### TASK DIRECTIONS
Across all the records, filter for lines with the word "clip" and copy them.

### INFORMATION SHOWN
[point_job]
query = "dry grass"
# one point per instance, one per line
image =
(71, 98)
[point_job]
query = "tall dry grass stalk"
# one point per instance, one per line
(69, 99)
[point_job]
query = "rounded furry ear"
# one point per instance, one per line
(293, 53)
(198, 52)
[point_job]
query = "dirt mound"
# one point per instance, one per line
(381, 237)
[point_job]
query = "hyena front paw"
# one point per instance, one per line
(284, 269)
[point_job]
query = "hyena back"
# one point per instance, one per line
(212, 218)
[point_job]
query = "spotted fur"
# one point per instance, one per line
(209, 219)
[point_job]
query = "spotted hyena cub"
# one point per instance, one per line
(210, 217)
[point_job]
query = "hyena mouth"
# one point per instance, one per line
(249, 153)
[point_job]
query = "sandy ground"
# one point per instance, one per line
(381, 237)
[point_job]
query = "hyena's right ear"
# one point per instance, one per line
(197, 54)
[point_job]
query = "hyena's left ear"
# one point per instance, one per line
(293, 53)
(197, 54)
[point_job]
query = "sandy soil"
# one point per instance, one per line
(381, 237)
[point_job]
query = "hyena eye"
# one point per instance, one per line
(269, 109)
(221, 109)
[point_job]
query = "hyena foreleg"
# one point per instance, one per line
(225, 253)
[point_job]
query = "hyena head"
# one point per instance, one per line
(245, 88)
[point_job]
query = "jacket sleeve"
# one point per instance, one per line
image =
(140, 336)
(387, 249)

* * *

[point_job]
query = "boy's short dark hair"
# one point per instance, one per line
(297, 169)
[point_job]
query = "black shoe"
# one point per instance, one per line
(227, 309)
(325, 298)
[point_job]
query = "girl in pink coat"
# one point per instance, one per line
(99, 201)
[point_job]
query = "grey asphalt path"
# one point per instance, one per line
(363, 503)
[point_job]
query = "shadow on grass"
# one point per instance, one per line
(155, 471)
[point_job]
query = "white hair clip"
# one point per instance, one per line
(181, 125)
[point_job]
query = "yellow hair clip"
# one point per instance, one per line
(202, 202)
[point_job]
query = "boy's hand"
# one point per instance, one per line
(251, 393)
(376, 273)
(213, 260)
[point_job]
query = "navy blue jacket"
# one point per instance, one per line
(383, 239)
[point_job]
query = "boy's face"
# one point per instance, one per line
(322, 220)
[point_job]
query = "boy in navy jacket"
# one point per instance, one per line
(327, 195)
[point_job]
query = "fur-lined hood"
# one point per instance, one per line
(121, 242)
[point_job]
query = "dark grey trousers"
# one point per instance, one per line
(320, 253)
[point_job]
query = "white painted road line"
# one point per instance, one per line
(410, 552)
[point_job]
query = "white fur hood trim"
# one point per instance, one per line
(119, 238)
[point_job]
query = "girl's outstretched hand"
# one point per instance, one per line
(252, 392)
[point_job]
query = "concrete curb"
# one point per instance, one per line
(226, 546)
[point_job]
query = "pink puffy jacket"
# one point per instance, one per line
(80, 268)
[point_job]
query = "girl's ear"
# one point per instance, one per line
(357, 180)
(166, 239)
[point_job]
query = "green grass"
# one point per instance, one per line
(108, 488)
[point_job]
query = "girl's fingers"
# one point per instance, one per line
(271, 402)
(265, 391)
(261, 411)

### TASK RESPONSE
query = "white hair clip"
query = "yellow hair clip"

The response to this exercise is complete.